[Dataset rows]
####

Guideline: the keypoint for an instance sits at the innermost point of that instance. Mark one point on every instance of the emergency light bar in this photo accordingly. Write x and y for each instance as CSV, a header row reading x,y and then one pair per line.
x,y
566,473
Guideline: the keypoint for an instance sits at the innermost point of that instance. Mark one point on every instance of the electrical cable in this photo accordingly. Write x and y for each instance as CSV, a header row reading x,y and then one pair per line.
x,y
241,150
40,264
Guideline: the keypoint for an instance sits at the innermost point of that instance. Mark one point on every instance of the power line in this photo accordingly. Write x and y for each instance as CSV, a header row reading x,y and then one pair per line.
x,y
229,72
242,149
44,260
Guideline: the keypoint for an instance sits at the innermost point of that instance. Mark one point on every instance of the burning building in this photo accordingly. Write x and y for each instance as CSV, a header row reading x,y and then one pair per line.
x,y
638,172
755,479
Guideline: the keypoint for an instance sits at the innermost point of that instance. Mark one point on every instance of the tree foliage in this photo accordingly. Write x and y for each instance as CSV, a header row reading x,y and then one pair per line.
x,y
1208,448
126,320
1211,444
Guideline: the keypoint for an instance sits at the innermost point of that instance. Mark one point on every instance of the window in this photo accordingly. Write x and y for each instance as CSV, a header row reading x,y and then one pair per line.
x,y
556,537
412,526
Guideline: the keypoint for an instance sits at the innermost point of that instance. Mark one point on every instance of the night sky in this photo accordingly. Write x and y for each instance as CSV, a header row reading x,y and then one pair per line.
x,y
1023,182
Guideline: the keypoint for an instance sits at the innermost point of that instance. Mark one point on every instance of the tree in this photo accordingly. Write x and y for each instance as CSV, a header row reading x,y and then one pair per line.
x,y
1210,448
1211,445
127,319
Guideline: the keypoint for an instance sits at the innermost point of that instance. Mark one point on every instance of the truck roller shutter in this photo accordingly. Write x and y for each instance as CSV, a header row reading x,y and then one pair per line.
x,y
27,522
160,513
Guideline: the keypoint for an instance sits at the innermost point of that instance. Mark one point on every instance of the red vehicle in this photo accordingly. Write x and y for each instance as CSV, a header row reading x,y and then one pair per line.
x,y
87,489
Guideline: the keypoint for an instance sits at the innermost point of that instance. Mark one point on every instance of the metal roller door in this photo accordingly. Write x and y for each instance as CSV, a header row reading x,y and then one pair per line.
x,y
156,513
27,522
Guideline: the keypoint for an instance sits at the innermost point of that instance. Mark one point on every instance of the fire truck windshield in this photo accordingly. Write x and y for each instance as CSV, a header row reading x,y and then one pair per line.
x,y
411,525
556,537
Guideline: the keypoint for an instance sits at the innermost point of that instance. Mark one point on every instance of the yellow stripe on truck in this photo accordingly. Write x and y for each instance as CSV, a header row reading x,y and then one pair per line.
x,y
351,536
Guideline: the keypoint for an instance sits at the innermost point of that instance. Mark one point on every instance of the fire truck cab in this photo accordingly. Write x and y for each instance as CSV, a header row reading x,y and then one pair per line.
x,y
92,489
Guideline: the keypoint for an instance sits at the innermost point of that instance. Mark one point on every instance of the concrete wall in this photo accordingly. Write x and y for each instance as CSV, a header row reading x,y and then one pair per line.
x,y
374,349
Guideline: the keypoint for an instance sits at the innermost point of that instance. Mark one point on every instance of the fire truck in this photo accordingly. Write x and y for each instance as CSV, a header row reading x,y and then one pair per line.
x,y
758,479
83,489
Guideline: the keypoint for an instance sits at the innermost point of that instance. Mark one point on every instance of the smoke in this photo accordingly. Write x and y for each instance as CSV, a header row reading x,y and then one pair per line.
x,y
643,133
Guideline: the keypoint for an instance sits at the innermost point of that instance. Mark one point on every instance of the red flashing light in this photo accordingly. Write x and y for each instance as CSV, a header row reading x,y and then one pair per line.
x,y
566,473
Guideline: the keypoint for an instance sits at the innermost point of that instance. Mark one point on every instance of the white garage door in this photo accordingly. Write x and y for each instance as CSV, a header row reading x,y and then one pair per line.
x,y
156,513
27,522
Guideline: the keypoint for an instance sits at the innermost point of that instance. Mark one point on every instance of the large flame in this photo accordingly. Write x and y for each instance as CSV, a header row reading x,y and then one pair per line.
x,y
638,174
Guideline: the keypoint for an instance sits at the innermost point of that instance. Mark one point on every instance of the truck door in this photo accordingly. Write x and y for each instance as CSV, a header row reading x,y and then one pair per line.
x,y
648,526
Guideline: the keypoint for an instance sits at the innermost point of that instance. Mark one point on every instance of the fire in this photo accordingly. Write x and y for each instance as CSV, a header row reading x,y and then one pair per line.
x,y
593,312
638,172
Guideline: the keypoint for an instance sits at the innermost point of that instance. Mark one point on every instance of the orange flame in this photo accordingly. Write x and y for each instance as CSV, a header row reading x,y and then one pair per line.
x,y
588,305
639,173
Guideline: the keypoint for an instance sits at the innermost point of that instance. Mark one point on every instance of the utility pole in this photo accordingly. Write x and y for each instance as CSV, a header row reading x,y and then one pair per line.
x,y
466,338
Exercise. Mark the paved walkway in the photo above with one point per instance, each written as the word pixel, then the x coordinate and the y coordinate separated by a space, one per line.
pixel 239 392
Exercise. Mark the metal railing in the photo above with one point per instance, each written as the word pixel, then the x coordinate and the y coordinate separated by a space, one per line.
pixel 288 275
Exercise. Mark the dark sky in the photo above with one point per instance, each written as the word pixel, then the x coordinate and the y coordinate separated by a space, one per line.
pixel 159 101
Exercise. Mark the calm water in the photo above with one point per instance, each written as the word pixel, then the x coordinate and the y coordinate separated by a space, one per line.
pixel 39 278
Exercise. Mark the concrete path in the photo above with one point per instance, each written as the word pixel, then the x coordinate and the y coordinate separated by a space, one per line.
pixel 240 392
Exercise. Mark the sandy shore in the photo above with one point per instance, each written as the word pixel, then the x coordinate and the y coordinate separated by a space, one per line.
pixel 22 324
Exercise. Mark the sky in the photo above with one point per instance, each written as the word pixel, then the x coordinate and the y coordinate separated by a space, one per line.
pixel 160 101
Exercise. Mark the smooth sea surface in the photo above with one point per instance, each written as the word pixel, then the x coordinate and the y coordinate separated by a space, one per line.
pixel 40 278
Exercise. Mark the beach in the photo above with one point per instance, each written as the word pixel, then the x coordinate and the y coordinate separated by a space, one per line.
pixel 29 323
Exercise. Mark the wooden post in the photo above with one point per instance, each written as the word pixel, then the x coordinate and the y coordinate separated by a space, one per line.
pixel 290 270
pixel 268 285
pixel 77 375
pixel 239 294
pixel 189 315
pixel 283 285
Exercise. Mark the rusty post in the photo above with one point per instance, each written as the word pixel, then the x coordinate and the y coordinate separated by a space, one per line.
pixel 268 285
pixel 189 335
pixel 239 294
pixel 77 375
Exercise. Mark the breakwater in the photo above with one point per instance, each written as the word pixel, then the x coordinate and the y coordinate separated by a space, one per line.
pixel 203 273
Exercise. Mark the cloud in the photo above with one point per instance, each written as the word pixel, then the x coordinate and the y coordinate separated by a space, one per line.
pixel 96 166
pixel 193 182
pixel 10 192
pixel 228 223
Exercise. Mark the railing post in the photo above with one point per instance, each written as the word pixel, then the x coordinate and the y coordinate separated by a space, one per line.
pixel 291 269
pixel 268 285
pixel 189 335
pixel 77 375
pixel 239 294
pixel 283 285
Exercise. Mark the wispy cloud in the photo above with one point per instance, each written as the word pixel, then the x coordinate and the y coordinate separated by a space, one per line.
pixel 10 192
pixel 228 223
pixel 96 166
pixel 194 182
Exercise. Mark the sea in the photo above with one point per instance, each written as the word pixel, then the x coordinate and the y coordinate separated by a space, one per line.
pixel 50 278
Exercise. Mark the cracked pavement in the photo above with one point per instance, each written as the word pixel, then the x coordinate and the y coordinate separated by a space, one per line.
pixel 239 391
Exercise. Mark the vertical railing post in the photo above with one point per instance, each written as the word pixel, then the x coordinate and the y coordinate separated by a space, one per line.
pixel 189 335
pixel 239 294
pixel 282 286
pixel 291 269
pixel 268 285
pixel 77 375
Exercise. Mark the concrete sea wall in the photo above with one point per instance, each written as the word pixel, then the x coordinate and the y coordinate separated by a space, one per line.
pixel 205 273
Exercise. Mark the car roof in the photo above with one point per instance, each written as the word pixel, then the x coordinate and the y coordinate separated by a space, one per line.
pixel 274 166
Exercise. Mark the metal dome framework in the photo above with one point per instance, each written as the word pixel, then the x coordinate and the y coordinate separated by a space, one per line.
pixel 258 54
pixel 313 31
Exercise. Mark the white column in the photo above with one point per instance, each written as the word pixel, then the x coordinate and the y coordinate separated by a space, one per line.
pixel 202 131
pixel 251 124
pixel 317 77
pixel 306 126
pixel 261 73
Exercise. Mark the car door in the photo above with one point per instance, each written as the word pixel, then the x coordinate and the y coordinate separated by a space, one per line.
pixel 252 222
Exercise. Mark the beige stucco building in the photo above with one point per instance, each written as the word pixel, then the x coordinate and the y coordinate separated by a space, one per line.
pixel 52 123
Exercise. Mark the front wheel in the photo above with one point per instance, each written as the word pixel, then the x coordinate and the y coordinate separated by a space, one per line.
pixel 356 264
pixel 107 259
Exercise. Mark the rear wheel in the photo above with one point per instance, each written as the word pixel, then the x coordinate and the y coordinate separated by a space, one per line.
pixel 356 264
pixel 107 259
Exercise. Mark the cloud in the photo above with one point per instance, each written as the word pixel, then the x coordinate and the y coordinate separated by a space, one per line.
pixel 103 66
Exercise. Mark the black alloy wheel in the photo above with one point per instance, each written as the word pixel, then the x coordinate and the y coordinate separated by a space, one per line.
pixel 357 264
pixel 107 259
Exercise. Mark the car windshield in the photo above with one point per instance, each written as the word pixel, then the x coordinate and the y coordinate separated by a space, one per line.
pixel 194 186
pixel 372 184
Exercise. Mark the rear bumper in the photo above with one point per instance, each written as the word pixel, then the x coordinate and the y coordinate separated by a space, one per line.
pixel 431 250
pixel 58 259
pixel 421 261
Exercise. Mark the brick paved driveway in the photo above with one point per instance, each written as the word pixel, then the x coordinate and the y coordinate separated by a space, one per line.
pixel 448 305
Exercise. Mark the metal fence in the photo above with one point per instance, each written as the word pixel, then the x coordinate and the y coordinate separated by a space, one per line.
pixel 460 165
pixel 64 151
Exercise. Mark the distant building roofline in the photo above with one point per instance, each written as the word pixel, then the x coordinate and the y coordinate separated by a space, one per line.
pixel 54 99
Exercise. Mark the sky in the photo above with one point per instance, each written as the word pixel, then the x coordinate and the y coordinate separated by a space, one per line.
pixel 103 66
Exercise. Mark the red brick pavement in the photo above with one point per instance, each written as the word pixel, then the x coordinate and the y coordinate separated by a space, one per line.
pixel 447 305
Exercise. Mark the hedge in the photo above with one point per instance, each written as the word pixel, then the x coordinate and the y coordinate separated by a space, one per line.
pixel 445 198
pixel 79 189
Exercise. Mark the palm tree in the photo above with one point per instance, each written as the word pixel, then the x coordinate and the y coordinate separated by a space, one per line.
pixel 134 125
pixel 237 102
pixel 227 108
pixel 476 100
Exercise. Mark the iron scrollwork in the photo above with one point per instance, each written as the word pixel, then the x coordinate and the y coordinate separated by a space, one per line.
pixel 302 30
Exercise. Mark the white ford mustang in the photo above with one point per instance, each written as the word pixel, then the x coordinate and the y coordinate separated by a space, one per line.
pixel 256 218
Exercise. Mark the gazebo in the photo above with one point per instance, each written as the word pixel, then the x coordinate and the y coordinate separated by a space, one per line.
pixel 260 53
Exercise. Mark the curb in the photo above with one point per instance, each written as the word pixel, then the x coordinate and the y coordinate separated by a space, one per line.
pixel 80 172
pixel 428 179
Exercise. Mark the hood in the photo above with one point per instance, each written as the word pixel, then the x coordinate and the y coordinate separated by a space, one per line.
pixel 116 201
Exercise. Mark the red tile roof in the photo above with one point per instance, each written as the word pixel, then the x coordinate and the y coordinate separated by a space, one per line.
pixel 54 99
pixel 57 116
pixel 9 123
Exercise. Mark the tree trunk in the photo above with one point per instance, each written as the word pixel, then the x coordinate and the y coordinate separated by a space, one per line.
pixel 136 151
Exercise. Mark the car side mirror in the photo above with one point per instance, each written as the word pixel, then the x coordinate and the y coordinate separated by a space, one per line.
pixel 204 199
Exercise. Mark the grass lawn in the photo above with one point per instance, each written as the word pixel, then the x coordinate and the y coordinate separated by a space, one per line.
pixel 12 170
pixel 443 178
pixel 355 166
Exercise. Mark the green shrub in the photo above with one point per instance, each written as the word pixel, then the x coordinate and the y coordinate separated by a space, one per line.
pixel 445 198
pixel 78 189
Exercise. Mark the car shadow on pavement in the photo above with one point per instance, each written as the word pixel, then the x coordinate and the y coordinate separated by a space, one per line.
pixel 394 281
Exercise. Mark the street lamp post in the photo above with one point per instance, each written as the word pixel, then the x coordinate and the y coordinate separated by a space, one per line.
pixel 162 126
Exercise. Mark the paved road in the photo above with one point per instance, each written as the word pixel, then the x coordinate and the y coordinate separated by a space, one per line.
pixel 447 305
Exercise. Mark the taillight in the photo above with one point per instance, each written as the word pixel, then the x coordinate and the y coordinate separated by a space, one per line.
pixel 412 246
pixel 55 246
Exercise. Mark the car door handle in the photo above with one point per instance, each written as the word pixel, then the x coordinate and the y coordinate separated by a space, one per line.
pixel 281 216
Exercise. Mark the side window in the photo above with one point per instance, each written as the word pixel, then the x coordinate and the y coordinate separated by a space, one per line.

####

▸ **Prompt**
Render the part of the listing above that opens with the line containing "Exercise. Mark the car windshield" and closes with the line containing "pixel 64 151" as a JSON list of strings, one string per line, leaving out blank lines.

▸ **Exercise answer**
[
  "Exercise. Mark the car windshield in the photo above with one point per instance, each written as the word pixel, then the x coordinate and the y coordinate separated by a space, one per line.",
  "pixel 194 186",
  "pixel 372 184",
  "Exercise. Mark the rear bumper in the photo above with one point per instance, each written as the word pixel, then the x coordinate and the y coordinate separated by a space, one per line.",
  "pixel 431 250",
  "pixel 58 259",
  "pixel 421 261",
  "Exercise. Mark the brick paved driveway in the photo above with one point per instance, each written as the word pixel, then the x coordinate and the y coordinate separated by a space, one per line.",
  "pixel 448 305",
  "Exercise. Mark the metal fence in the photo above with one point per instance, each written as the word pixel, then the x coordinate and the y coordinate separated by a space, one per line.",
  "pixel 460 165",
  "pixel 64 151"
]